- Born: Lía Victoria Borrero González August 22, 1976 (age 49) Las Tablas, Los Santos, Panama
- Height: 1.75 m (5 ft 9 in)
- Beauty pageant titleholder
- Title: Señorita Panamá 1996 Miss Panama International 1998 Miss International 1998
- Hair color: Black
- Eye color: Brown
- Major competition(s): Señorita Panamá 1996 (Winner) Miss Universe 1997 (Top 6) Miss International 1998 (Winner)

= Lía Borrero =

Panamanian model

Lía Victoria Borrero González (born August 22, 1976) is a Panamanian model and beauty queen who was the first Panamanian delegate in history to win a major beauty pageant, the title of Miss International 1998.

==Early life==
Lía won her first beauty contest in early 1996 when she became queen of the Las Tablas carnival, a title that had previously been won by her aunt by the same name Lía Victoria Borrero de Jurado.

==Señorita Panamá==
She competed in the Miss Panama competition that same year, where she beat other 14 contestants and became Miss Panama 1996. This gave her the opportunity to compete in the Miss Universe 1997 pageant, broadcast live from Miami Beach, Florida.

## WRITTEN PROBLEM
According to the biography above, what title did Lía Borrero win in early 1996 in her first beauty contest?

(Named region outline entries)
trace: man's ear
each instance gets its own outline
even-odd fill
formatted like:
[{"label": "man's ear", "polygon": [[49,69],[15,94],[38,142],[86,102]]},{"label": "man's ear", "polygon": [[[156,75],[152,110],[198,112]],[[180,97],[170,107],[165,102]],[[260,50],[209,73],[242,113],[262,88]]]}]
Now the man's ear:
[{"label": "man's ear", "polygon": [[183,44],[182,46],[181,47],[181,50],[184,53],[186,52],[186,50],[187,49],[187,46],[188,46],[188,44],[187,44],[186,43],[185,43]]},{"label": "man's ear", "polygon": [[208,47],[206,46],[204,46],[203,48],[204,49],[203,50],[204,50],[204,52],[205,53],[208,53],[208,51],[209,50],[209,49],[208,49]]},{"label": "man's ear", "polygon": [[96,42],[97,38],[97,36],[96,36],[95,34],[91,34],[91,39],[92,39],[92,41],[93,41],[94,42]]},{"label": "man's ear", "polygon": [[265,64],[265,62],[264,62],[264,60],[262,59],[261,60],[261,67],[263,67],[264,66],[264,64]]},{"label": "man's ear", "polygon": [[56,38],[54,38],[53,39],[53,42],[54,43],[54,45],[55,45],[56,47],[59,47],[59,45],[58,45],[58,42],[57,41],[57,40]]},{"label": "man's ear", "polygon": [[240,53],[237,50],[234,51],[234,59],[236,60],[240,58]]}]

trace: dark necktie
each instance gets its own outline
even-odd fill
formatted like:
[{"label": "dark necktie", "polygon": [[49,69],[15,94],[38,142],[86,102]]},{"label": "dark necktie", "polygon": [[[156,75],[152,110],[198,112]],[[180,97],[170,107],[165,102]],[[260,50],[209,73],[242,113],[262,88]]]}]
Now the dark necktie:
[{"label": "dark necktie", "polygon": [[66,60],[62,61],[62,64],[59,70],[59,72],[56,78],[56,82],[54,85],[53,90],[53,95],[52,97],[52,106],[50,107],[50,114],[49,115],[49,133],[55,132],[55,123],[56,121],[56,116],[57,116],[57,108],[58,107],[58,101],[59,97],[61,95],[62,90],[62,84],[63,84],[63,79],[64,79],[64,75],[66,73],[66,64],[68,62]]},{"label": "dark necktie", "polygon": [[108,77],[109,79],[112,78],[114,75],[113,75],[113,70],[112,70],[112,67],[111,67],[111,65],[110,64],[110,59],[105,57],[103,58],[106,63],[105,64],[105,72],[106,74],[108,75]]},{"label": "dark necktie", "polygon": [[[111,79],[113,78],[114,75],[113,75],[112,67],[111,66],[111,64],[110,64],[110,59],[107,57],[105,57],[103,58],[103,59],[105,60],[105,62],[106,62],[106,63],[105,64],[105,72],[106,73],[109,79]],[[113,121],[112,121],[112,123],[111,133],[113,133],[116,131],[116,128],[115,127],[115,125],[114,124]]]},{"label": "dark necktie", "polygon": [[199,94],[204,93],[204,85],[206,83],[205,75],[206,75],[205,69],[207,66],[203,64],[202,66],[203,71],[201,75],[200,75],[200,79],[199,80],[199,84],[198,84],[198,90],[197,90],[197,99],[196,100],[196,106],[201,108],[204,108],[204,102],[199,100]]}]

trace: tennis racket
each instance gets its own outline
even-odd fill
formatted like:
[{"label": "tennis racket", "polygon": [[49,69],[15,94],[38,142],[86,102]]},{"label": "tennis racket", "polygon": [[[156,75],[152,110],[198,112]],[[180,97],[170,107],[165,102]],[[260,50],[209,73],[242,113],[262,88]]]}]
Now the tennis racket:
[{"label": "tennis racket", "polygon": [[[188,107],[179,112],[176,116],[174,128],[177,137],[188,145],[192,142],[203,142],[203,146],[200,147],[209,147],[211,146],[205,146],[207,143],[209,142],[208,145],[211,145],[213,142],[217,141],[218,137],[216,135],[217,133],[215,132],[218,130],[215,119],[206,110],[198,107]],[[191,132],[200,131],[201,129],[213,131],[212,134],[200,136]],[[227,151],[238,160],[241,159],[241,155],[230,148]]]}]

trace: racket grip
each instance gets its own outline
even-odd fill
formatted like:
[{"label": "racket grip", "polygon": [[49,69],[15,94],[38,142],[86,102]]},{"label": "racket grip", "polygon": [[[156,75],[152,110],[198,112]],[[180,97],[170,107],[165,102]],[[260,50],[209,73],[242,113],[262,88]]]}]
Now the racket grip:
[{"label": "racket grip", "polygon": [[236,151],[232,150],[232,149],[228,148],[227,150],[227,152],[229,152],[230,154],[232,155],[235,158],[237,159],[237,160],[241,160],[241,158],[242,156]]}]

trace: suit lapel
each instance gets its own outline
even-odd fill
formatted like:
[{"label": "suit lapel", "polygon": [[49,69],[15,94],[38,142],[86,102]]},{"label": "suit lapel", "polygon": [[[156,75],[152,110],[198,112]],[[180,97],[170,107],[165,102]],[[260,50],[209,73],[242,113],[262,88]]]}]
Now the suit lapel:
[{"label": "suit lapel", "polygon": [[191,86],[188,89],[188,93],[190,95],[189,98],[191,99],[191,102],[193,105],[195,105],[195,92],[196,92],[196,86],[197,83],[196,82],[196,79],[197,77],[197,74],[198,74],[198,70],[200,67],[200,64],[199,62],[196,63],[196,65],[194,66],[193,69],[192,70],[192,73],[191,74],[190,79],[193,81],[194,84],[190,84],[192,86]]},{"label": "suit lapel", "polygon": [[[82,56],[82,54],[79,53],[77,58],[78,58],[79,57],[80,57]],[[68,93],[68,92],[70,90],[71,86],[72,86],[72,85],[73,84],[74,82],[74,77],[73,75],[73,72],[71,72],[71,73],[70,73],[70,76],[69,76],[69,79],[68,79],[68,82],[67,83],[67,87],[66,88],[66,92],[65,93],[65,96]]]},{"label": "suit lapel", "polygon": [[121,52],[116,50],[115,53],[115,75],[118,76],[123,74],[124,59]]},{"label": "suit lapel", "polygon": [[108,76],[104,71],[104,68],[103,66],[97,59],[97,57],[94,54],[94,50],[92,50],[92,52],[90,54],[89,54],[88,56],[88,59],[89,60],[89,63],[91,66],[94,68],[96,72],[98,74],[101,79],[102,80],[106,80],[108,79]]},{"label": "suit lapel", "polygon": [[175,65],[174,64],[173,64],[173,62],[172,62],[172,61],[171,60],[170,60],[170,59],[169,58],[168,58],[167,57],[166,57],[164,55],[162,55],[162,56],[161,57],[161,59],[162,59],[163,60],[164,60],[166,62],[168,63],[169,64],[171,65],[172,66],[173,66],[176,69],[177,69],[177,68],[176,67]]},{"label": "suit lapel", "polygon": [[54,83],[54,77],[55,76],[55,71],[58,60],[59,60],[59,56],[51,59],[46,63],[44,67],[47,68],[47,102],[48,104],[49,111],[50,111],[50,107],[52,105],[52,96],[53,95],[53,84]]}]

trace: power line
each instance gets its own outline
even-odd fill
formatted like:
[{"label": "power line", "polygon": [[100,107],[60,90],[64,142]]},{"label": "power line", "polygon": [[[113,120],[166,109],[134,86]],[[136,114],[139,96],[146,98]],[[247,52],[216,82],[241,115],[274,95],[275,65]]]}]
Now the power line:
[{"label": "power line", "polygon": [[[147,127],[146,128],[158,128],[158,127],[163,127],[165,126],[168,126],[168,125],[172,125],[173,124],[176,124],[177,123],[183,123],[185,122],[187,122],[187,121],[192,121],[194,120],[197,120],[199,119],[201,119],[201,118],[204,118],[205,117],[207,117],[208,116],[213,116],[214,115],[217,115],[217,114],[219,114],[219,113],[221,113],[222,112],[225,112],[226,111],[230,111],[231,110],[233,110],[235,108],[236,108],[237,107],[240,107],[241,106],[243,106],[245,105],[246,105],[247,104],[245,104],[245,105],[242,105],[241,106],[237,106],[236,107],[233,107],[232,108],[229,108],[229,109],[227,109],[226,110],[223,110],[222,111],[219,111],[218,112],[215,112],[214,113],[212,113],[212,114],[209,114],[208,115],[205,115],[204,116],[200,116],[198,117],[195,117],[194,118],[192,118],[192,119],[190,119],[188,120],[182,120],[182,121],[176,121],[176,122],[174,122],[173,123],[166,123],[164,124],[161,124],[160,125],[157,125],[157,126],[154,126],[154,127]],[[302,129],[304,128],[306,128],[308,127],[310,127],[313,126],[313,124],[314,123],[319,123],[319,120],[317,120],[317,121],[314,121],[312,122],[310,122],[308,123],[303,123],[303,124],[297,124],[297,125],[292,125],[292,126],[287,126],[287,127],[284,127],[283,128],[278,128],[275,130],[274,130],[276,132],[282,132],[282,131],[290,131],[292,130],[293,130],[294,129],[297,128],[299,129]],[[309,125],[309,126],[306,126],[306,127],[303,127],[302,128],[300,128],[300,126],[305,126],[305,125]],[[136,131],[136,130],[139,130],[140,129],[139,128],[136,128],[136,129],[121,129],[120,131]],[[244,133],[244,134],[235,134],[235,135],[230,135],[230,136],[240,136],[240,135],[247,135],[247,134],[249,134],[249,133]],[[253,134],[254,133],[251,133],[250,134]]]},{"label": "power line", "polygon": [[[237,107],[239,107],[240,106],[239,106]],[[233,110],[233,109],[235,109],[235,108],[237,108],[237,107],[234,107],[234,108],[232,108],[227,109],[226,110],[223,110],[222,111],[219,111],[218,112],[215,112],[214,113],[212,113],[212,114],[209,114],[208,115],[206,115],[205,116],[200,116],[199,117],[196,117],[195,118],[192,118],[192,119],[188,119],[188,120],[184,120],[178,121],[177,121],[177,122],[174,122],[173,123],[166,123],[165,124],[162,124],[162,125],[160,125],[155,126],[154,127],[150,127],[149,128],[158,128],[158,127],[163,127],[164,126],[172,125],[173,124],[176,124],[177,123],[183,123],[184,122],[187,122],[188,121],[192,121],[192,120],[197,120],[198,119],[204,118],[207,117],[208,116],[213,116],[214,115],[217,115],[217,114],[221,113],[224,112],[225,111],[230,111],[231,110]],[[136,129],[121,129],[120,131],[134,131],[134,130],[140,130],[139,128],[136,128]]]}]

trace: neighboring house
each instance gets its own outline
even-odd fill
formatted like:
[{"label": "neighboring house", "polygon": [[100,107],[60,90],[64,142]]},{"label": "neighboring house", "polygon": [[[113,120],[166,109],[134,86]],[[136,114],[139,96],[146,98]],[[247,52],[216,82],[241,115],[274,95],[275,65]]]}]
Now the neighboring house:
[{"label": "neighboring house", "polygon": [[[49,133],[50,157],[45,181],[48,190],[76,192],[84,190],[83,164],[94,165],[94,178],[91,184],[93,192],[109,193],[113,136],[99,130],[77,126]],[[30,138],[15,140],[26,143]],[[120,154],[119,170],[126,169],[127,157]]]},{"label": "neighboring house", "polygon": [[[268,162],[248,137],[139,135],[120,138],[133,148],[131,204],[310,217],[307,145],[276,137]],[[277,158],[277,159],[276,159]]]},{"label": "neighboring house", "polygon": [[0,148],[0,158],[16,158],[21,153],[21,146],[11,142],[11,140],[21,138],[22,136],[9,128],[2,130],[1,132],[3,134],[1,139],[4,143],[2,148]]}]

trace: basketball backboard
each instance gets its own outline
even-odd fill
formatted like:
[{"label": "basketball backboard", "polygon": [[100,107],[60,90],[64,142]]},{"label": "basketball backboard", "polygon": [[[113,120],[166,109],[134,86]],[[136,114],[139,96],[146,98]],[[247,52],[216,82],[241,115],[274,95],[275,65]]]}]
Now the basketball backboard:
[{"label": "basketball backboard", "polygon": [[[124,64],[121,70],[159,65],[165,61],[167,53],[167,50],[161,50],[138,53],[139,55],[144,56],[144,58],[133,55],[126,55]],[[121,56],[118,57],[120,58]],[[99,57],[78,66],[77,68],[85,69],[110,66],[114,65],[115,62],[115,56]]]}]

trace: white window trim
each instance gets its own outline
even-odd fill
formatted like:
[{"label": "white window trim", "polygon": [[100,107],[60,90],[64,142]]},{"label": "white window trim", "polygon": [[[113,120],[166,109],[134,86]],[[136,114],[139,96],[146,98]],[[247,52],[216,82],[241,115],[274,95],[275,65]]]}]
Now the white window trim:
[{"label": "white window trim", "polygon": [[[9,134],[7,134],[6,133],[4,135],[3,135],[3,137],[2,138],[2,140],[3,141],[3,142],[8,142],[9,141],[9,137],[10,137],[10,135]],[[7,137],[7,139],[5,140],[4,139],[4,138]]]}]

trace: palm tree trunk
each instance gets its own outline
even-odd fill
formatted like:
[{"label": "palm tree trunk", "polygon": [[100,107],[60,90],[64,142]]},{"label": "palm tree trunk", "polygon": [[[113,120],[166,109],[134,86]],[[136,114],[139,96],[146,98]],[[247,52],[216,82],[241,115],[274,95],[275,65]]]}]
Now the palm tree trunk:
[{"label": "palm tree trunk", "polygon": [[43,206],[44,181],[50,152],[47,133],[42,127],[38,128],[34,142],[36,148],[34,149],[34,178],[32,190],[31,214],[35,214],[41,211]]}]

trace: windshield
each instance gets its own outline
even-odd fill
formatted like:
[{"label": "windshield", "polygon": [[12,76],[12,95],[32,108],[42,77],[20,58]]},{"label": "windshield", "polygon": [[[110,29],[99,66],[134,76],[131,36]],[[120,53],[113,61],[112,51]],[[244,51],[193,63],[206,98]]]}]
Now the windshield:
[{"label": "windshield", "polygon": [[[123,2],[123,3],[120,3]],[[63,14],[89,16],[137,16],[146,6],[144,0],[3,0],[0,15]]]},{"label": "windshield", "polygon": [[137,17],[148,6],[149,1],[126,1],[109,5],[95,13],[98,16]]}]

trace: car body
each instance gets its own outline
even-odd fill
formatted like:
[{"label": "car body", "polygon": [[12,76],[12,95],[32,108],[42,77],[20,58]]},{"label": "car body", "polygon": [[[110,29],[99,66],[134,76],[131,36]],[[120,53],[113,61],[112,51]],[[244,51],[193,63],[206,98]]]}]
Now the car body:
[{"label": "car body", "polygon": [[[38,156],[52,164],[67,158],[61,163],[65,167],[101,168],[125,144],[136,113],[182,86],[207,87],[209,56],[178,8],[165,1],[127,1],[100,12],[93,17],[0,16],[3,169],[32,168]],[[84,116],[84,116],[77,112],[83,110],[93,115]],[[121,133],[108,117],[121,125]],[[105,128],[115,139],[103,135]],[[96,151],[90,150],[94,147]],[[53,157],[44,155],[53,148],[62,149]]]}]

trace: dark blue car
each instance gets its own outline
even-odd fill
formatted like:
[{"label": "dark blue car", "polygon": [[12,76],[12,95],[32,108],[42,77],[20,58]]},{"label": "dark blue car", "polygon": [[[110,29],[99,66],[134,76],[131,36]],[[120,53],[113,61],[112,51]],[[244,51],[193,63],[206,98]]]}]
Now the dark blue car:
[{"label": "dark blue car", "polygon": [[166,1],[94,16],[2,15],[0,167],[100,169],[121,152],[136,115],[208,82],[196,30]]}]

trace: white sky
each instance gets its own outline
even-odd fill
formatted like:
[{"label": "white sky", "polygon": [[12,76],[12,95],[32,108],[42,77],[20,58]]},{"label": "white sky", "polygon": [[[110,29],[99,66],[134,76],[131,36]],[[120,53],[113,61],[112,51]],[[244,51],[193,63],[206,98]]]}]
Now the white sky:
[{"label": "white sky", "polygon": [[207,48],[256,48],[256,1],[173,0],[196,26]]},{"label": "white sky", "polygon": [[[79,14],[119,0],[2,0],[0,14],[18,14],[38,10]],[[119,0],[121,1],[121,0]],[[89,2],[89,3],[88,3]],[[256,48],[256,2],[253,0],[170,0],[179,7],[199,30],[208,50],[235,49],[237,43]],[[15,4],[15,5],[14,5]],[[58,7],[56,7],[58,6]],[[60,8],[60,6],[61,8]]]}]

## RESULT FOR THIS TASK
Queen of the Las Tablas carnival.